— start of Data provided —

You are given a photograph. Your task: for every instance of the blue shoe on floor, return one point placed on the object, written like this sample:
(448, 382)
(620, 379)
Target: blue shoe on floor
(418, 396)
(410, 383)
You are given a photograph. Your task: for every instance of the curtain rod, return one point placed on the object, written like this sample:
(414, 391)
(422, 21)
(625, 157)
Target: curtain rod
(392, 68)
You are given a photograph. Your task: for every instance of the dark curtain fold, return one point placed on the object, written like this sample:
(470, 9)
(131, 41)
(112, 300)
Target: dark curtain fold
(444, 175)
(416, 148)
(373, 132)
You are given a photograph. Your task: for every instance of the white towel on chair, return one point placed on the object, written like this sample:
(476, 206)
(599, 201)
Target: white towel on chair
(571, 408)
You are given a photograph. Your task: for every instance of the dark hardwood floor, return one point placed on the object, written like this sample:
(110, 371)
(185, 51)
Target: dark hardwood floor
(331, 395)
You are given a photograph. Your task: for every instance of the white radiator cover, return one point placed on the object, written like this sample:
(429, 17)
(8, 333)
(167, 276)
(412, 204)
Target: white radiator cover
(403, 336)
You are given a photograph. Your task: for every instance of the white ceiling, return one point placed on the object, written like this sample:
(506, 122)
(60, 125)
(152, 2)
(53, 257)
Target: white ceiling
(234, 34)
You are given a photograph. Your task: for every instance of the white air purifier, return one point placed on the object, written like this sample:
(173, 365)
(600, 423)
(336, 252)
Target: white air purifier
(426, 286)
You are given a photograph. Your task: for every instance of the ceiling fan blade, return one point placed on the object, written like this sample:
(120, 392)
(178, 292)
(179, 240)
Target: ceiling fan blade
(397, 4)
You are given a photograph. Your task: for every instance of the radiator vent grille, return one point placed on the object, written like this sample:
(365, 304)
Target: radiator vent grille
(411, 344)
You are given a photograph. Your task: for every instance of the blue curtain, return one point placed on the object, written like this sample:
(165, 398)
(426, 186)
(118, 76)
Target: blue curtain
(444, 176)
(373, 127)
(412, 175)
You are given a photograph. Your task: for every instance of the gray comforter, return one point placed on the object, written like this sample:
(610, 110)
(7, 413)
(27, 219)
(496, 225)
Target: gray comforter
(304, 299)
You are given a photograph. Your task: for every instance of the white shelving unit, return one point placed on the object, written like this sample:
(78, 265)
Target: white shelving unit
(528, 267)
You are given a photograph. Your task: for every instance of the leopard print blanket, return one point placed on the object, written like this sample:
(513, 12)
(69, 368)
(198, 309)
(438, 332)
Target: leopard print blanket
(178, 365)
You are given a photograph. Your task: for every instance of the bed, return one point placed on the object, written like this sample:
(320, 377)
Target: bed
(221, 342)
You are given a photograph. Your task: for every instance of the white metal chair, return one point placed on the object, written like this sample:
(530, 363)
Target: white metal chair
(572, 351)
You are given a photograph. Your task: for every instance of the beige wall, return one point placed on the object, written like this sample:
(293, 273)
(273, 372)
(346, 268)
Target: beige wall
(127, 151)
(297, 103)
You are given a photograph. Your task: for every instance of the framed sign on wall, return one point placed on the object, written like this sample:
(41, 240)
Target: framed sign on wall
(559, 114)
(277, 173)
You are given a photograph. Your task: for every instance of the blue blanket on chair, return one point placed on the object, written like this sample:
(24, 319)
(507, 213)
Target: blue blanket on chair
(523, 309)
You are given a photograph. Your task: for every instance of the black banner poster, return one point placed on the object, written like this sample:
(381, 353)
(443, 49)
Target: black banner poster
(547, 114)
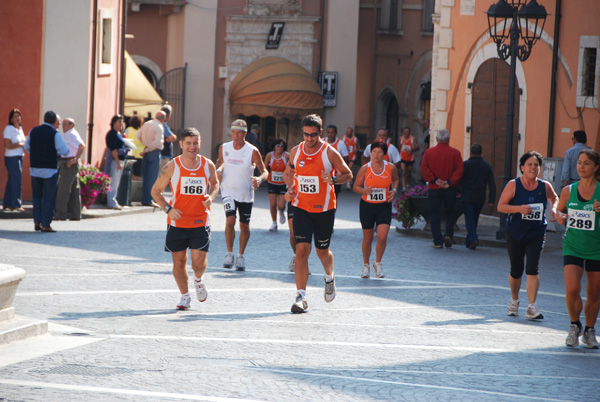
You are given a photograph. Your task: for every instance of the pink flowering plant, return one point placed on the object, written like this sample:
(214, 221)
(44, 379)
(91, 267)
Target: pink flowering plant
(404, 213)
(93, 183)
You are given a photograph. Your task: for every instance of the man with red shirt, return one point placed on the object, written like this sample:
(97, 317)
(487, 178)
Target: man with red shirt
(442, 168)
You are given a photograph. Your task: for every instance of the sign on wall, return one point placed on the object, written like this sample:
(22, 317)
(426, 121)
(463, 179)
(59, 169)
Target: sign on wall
(328, 81)
(275, 35)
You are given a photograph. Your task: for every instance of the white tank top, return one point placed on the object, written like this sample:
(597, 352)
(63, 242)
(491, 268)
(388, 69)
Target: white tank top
(237, 173)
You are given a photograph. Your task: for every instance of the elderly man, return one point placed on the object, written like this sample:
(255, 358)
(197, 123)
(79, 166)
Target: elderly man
(44, 145)
(442, 167)
(569, 173)
(152, 136)
(68, 195)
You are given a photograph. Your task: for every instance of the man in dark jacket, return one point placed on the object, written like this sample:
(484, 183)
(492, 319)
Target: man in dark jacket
(477, 175)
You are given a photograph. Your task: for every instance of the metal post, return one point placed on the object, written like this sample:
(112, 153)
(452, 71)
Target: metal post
(510, 118)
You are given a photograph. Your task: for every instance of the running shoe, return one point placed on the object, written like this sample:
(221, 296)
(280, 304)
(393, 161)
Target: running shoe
(573, 336)
(533, 313)
(365, 273)
(300, 306)
(513, 308)
(201, 292)
(282, 217)
(589, 338)
(184, 303)
(229, 259)
(330, 290)
(378, 269)
(240, 263)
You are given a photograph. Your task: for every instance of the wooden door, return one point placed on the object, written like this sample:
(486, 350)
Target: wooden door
(488, 125)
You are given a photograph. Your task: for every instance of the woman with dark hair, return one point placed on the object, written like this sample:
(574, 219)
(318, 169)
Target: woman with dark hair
(525, 200)
(276, 161)
(117, 150)
(377, 181)
(14, 141)
(580, 210)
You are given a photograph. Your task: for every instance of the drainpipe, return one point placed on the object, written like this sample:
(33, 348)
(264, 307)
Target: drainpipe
(123, 31)
(552, 110)
(92, 82)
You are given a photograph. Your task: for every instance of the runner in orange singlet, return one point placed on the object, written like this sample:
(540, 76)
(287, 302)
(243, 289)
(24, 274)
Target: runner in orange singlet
(276, 161)
(310, 190)
(194, 187)
(377, 181)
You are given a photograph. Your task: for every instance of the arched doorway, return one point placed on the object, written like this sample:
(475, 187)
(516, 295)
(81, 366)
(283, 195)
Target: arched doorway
(387, 114)
(488, 119)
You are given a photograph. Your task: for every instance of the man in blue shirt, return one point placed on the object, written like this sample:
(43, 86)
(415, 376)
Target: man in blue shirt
(569, 173)
(44, 145)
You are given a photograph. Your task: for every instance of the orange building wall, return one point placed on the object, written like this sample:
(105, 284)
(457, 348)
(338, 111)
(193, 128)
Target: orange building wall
(20, 71)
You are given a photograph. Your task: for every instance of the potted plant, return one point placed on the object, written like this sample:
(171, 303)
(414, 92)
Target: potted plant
(93, 183)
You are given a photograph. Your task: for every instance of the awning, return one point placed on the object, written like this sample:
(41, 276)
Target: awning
(273, 86)
(140, 95)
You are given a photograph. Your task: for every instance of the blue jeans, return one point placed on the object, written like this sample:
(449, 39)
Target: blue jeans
(437, 199)
(150, 168)
(471, 212)
(115, 176)
(12, 192)
(44, 196)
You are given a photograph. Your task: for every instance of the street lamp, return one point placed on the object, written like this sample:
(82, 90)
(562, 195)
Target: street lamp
(514, 27)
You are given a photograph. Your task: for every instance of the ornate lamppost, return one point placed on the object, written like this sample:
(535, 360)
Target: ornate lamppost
(515, 27)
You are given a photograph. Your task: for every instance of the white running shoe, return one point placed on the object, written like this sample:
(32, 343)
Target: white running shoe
(229, 259)
(589, 338)
(240, 263)
(378, 269)
(513, 308)
(330, 290)
(201, 292)
(184, 303)
(366, 271)
(300, 306)
(573, 335)
(533, 313)
(282, 217)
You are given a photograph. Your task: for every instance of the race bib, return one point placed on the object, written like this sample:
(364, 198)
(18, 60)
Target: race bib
(277, 176)
(308, 184)
(582, 220)
(193, 185)
(378, 194)
(536, 214)
(228, 204)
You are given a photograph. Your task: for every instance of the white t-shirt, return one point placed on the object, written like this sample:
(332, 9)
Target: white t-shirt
(238, 172)
(393, 153)
(15, 135)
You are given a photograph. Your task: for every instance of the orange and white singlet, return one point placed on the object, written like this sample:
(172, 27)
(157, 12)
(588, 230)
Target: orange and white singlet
(313, 194)
(277, 169)
(352, 145)
(189, 188)
(406, 147)
(380, 182)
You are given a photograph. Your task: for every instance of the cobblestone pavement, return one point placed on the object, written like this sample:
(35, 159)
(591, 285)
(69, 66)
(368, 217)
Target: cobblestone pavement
(435, 329)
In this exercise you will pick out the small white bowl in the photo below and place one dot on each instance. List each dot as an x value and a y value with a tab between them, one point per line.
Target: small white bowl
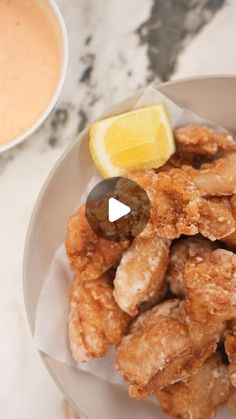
210	97
51	6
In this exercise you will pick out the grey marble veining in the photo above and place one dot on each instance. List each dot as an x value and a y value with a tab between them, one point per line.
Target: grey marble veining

— end of Data provided —

> [Brief]:
Copy nothing outside the span: please output the lines from the one with "of the cobblestone" through the end of the entries above, and skip the pictures.

> [Solution for this task]:
You are given a photograph. Your task: for every instance of the cobblestone pavement, return one point placed on the object, written like this sample:
(35, 159)
(591, 285)
(69, 66)
(368, 217)
Target: cobblestone pavement
(435, 329)
In this exercise you will pick out the small white bowl in the photo below and place one dot on each instance. List each dot as an x value and a y value with a tab between them, one point per line.
Target: small white bowl
210	97
51	6
In this exercise you will pick out the grey marble veining in the photo above and place one dot on each instance. List each dot as an x value and a y value with a tab between them, one point per line.
Target: grey marble veining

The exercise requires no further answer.